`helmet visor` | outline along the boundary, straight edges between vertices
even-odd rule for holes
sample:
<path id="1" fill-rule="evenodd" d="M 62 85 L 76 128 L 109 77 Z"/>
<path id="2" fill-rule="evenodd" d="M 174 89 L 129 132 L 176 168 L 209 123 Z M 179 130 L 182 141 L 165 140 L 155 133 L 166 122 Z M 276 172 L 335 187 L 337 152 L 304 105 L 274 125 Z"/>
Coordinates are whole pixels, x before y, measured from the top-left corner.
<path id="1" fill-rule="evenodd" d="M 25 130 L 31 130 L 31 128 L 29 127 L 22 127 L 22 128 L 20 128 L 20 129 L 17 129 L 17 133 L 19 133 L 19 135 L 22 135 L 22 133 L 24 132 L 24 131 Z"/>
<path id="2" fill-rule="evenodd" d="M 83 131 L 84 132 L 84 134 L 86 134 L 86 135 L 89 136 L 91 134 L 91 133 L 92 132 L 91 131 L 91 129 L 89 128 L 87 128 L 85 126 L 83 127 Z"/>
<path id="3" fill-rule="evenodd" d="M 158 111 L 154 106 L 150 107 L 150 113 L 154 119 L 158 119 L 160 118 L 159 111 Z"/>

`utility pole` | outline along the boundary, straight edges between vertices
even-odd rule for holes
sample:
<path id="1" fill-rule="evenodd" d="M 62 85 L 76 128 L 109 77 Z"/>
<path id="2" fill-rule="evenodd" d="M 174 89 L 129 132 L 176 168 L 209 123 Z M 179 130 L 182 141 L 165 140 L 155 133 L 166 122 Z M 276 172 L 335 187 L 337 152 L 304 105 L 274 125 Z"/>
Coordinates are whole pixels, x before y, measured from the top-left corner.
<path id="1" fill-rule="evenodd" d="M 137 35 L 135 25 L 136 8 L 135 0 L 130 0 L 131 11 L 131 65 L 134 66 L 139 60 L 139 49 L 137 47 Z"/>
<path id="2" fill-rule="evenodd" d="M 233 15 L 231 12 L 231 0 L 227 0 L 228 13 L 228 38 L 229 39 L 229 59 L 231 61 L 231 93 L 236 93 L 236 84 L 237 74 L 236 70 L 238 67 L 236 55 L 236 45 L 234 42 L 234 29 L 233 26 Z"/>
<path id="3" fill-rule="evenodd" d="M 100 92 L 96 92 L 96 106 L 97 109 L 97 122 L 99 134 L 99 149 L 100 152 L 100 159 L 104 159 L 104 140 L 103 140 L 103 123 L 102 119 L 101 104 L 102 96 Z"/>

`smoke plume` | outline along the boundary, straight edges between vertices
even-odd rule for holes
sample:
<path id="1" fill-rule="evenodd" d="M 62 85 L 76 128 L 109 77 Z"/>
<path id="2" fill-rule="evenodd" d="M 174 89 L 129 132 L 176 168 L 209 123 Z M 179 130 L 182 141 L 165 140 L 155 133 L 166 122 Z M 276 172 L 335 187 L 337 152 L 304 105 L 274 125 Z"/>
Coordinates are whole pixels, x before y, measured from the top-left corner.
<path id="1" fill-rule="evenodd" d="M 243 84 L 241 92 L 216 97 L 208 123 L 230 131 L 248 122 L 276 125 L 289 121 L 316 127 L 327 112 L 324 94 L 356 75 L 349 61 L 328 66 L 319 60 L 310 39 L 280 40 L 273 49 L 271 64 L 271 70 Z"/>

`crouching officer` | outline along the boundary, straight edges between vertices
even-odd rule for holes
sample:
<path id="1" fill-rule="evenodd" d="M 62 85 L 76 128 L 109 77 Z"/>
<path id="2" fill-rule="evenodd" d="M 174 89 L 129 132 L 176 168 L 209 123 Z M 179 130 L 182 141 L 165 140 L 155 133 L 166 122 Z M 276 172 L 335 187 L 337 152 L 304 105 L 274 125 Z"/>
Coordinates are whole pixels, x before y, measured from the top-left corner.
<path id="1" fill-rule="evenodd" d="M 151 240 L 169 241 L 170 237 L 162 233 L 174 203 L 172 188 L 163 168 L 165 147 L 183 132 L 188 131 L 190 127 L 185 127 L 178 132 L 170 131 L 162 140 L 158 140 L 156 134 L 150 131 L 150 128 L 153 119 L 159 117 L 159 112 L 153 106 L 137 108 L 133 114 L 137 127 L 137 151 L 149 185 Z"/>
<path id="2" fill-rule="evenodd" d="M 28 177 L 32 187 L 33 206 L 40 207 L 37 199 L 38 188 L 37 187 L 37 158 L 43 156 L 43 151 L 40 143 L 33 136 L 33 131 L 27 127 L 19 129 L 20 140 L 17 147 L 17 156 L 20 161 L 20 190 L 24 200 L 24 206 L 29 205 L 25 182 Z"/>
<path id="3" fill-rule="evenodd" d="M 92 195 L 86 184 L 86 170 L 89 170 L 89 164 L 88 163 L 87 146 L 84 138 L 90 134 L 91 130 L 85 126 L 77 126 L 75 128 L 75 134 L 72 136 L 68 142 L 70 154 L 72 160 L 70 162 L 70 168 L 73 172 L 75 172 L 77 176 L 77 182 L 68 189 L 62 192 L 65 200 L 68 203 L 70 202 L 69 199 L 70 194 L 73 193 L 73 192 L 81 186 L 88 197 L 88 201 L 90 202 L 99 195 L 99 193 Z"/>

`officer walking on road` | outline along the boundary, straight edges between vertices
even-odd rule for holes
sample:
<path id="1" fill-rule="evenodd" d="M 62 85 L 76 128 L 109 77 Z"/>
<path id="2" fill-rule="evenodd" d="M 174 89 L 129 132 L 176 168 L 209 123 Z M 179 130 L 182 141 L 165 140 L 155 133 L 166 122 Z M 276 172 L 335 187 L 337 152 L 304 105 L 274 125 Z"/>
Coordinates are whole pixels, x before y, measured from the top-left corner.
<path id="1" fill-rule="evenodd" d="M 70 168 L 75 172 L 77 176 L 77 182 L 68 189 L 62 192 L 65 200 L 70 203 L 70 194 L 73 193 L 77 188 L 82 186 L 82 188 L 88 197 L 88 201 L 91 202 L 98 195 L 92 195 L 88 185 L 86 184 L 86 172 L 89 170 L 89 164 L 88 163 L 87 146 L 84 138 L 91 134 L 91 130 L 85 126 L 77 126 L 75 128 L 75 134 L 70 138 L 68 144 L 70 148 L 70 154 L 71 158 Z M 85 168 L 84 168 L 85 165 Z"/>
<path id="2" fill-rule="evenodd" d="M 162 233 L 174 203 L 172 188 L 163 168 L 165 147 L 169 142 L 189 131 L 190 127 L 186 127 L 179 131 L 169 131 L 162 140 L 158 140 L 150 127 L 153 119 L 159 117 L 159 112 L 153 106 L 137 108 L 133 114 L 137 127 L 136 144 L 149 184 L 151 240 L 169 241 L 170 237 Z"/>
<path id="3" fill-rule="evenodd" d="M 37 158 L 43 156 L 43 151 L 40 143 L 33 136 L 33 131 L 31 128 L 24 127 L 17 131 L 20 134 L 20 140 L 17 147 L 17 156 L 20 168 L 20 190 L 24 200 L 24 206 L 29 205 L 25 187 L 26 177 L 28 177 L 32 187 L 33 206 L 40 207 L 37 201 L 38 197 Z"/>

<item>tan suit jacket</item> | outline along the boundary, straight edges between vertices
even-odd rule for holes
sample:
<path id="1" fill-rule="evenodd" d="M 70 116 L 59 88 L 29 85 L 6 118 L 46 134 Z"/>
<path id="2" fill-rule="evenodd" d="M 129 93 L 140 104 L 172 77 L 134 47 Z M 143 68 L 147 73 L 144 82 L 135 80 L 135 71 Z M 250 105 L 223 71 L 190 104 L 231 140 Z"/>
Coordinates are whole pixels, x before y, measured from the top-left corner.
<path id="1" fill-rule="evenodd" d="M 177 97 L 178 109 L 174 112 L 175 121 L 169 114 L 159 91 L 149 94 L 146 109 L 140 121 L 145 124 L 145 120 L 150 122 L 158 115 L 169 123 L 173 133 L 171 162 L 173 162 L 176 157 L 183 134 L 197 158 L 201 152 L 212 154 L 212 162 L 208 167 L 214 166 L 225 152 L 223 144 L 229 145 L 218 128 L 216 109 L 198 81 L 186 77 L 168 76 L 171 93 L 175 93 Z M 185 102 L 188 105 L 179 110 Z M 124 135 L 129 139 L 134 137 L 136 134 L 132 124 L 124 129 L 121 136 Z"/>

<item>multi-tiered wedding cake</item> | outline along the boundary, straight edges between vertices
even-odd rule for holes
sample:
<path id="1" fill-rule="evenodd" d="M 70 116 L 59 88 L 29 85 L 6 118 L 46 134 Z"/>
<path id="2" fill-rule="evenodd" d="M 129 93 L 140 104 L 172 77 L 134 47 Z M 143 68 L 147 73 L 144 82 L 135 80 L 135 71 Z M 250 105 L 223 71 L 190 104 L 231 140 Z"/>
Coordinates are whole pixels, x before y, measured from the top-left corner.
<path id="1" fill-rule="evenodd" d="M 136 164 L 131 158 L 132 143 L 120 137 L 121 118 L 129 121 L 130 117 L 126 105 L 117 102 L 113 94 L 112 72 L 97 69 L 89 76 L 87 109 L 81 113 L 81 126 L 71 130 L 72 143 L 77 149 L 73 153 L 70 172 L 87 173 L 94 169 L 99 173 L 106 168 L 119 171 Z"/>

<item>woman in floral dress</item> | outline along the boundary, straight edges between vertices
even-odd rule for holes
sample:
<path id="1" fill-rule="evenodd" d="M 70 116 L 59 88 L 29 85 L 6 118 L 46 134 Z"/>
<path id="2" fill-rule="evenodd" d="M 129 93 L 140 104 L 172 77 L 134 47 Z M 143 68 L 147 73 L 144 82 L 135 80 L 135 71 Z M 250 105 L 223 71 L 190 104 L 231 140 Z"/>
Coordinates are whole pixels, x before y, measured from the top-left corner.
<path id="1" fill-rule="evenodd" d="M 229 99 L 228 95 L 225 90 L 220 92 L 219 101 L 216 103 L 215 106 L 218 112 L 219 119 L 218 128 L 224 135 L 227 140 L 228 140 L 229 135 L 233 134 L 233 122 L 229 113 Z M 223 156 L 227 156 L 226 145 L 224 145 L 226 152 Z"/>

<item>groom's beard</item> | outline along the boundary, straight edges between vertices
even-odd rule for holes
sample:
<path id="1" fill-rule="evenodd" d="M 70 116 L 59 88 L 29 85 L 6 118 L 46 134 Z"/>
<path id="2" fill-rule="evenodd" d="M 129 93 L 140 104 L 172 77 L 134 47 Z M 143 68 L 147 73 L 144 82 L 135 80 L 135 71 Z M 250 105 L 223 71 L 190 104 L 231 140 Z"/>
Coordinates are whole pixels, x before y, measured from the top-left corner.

-.-.-

■ **Stated problem**
Please repeat everything from the start of the records down to the line containing "100 92 L 96", swapping "helmet visor" for "face shield" and leaving the rest unchanged.

■ **Task result**
`face shield` | outline along the boundary, straight edges between vertices
even-odd rule for holes
sample:
<path id="1" fill-rule="evenodd" d="M 62 85 L 76 128 L 109 77 Z"/>
<path id="2" fill-rule="evenodd" d="M 174 89 L 129 132 L 176 168 L 209 123 Z M 179 130 L 182 141 L 165 140 L 155 133 L 166 122 Z M 276 172 L 335 187 L 337 152 L 304 105 L 274 125 Z"/>
Coordinates are whole pixels, x before y, measured from the top-left corner.
<path id="1" fill-rule="evenodd" d="M 25 130 L 31 130 L 31 128 L 29 127 L 22 127 L 22 128 L 20 128 L 20 129 L 17 129 L 17 133 L 19 133 L 19 135 L 22 135 L 22 133 L 24 132 L 24 131 Z"/>
<path id="2" fill-rule="evenodd" d="M 83 131 L 84 132 L 84 134 L 86 134 L 86 135 L 89 136 L 91 134 L 91 133 L 92 132 L 91 131 L 91 129 L 89 128 L 87 128 L 85 126 L 83 127 Z"/>
<path id="3" fill-rule="evenodd" d="M 158 111 L 154 106 L 150 107 L 150 113 L 154 119 L 158 119 L 160 118 L 159 111 Z"/>

`utility pole` | outline along the boundary, straight edges between vertices
even-odd rule for holes
sample:
<path id="1" fill-rule="evenodd" d="M 62 85 L 76 128 L 109 77 Z"/>
<path id="2" fill-rule="evenodd" d="M 174 89 L 129 132 L 176 168 L 209 123 Z M 179 130 L 182 141 L 165 140 L 155 133 L 166 122 Z M 276 172 L 335 187 L 337 152 L 304 105 L 274 125 Z"/>
Coordinates are whole pixels, x before y, measured from the top-left corner.
<path id="1" fill-rule="evenodd" d="M 137 35 L 135 25 L 136 8 L 135 0 L 130 0 L 131 11 L 131 65 L 134 66 L 139 60 L 139 49 L 137 47 Z"/>
<path id="2" fill-rule="evenodd" d="M 233 15 L 231 12 L 231 0 L 227 0 L 228 13 L 228 38 L 229 39 L 229 59 L 231 61 L 231 93 L 236 93 L 236 84 L 237 74 L 236 70 L 238 67 L 236 55 L 236 45 L 234 42 L 234 29 L 233 26 Z"/>
<path id="3" fill-rule="evenodd" d="M 100 92 L 96 92 L 96 106 L 97 109 L 97 122 L 99 134 L 99 149 L 100 152 L 100 159 L 104 159 L 104 140 L 103 140 L 103 123 L 102 119 L 101 104 L 102 96 Z"/>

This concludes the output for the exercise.